* **Your task**
Return every line of the records below that contains the word "leaf", copying each line in full.

# START OF Material

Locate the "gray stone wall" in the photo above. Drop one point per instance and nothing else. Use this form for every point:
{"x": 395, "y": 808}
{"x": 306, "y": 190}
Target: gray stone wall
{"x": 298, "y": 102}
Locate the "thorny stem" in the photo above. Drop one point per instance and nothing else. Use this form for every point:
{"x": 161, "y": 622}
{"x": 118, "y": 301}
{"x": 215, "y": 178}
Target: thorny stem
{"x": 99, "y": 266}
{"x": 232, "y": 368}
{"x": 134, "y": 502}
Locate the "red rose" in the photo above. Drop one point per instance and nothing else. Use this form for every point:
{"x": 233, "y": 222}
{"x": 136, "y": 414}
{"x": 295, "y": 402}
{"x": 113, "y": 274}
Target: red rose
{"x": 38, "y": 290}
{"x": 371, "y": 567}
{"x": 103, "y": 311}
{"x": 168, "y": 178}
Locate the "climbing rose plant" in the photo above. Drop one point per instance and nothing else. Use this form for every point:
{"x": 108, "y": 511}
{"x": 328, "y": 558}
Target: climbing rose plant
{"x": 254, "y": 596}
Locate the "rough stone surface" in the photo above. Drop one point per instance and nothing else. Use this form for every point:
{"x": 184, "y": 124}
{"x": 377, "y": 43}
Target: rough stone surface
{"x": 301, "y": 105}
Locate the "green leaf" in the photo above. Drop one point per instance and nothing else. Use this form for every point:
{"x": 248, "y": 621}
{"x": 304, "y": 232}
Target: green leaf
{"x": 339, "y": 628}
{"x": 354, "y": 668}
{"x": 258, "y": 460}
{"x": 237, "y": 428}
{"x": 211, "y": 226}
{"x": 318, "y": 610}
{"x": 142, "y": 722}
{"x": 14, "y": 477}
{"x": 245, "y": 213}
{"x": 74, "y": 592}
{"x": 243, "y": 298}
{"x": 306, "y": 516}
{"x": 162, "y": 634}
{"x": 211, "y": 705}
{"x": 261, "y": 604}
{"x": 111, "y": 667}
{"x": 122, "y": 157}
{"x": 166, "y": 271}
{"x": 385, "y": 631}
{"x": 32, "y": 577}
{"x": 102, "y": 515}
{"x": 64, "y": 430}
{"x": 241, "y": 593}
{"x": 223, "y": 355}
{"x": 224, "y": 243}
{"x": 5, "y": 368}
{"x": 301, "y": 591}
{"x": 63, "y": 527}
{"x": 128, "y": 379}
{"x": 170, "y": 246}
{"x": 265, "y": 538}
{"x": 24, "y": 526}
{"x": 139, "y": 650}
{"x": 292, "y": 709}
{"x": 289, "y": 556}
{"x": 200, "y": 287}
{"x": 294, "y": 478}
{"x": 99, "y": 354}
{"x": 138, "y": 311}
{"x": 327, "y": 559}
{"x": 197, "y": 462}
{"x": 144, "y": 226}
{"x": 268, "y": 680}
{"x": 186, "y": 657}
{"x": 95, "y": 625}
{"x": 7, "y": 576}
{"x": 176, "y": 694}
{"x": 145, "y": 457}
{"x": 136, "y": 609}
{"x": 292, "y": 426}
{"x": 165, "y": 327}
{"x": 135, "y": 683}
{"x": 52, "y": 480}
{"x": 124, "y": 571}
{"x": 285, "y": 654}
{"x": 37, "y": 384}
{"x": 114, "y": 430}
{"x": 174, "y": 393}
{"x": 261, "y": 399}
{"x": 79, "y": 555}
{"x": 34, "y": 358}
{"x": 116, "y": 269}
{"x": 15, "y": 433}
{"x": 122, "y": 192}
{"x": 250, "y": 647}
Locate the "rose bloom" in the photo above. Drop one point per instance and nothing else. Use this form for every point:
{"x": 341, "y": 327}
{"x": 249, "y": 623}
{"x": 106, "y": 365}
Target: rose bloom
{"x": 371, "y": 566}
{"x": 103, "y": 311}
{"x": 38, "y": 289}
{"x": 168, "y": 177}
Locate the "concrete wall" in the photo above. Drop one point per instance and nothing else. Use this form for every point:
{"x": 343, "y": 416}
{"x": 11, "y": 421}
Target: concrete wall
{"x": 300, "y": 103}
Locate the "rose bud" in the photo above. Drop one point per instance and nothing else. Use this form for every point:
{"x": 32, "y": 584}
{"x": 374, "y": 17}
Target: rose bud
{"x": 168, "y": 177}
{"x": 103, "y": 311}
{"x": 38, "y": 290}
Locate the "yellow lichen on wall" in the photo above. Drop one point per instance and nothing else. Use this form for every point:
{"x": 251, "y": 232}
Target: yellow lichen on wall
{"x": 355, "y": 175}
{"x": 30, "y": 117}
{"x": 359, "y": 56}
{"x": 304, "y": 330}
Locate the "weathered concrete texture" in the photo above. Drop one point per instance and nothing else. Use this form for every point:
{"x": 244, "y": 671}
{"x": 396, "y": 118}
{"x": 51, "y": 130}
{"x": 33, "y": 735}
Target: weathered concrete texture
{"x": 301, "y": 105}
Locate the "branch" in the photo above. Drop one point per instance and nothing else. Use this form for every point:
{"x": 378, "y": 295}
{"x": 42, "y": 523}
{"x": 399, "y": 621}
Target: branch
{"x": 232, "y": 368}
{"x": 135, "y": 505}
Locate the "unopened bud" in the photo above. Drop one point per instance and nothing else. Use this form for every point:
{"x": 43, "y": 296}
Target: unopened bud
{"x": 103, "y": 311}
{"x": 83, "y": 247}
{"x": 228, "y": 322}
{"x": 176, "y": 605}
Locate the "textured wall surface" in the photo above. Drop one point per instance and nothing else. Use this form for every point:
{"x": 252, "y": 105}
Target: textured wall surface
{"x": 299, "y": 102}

# END OF Material

* **Written reply**
Locate the "green leaf" in the photo above. Drop one point per instance and nothing else. Use this form for every point:
Target: green leaf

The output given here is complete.